# Extract to read:

Note on configuration field names: Depending on your Grafana version and configuration method (YAML, UI, or JSON provisioning), the exemplarTraceIdDestinations (camelCase) form is used. It is recommended to verify against the official documentation for the Grafana version you are using.

After configuration, clicking a latency spike point in the Mimir dashboard will automatically open the corresponding trace in Tempo.

Method 2 — Trace to Metrics: Jump from traces → metrics

With the "Trace to metrics" link configuration in the Tempo datasource, you can navigate directly from a specific trace view to the related Mimir metrics.

yaml

# Grafana Tempo datasource configuration
traceToMetrics:
  datasourceUid: mimir_uid
  queries:
    - name: "Request Rate"
      query: 'rate(traces_spanmetrics_calls_total{service_name="${__span.resource.service.name}"}[5m])'
    - name: "P99 Latency"
      query: 'histogram_quantile(0.99, rate(traces_spanmetrics_duration_seconds_bucket{service_name="${__span.resource.service.name}"}[5m]))'

Note on variable syntax: The ${__span.resource.service.name} variable may be written as ${__span.tags.service.name} depending on your Grafana version. Verify the exact syntax in the official Trace to Metrics documentation for your Grafana version.

Method 3 — metrics-generator: Store traces as long-term metrics

yaml

# tempo.yaml
metrics_generator:
  processor:
    service_graphs:
      enabled: true
    span_metrics:
      enabled: true
  storage:
    remote_write:
      - url: http://mimir:9009/api/v1/push
        # For production-required settings like TLS and auth, refer to the official docs:
        # https://grafana.com/docs/tempo/latest/configuration/#metrics_generator

Key metrics generated:

Metric Name	Description
`traces_spanmetrics_calls_total`	Call count
`traces_spanmetrics_duration_seconds_bucket`	Latency histogram
`traces_service_graph_request_total`	Request count between services
`traces_service_graph_request_failed_total`	Failure count between services

Querying payment-service P99 in Mimir with PromQL:

promql

histogram_quantile(0.99,
  rate(traces_spanmetrics_duration_seconds_bucket{
    service_name="payment-service"
  }[5m])
)

Note on label names: Actual label keys such as service_name may differ depending on your metrics-generator configuration and environment. It is recommended to first query the traces_spanmetrics_calls_total metric in Grafana Explore to confirm the actual label keys before writing your query.

Ad-hoc RED Metrics Analysis: Your Entire Service Landscape at a Glance

Once an incident is resolved, if you want to understand the state of all your services, a single line is enough.

This is the core pattern for TraceQL ad-hoc analysis.

traceql

{ resource.service.name =~ ".+" }
| rate() by (resource.service.name, status)

Output of this query: You can view the request rate per service and status (ok/error/unset) as a time-series graph. The moment the error line for payment-service spiked is immediately visible.

With this one line, you can check the Rate and Error status of all services in real time with no additional instrumentation code. Adding quantile_over_time() completes all three RED metrics, including Duration.

# Required task a:
From the text on Grafana tracing and metrics, output the passage starting with "Once an incident" and going on through "metrics, including Duration.", unchanged.
The records that come next are unrelated to the text above.

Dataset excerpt

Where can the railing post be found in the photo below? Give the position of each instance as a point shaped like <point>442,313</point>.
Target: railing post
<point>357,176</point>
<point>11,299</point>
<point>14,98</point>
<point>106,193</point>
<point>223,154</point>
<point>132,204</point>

# Required task b:
Return the lines of the records starting at the first one and going on through the line with "<point>106,193</point>", unchanged and including both ends.

# Written response a:
Once an incident is resolved, if you want to understand the state of all your services, a single line is enough.

This is the core pattern for TraceQL ad-hoc analysis.

traceql

{ resource.service.name =~ ".+" }
| rate() by (resource.service.name, status)

Output of this query: You can view the request rate per service and status (ok/error/unset) as a time-series graph. The moment the error line for payment-service spiked is immediately visible.

With this one line, you can check the Rate and Error status of all services in real time with no additional instrumentation code. Adding quantile_over_time() completes all three RED metrics, including Duration.

# Written response b:
Where can the railing post be found in the photo below? Give the position of each instance as a point shaped like <point>442,313</point>.
Target: railing post
<point>357,176</point>
<point>11,299</point>
<point>14,98</point>
<point>106,193</point>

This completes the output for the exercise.